Locate each line in the listing below that contains the string "coordinates", and reproduce those lines verbatim.

++++ Records for the exercise ++++

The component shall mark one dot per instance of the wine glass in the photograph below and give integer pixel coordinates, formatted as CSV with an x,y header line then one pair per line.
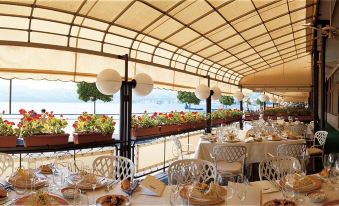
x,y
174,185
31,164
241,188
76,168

++++

### Task answer
The component shall mark one dot per instance of the wine glass in the photograph below and give integer pixel coordinates, formatted as CSV with an x,y header line then one pair per line.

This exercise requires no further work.